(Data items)
▽

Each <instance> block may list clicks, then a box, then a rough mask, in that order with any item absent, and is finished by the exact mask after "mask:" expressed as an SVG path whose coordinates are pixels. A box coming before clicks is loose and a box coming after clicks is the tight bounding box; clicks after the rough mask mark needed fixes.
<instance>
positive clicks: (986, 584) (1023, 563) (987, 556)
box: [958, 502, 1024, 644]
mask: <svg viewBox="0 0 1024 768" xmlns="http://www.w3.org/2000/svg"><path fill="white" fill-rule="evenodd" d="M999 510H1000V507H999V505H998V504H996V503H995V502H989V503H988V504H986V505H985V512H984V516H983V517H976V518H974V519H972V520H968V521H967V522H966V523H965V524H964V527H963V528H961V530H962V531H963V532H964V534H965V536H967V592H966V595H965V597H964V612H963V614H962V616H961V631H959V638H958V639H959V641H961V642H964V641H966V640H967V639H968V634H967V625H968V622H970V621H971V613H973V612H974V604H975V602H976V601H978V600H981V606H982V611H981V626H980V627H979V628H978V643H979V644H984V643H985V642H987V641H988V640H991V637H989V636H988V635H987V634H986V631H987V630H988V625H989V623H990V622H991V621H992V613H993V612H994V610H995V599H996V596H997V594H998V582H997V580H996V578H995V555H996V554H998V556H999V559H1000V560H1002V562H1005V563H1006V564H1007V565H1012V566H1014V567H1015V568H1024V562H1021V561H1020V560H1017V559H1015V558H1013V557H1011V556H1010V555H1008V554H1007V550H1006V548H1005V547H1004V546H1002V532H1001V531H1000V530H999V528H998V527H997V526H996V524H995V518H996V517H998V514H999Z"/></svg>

△

▶ _Task objective_: Your response must be one number, namely how many lines of the data contain the string "instance".

▶ _Solution to this exercise_: 2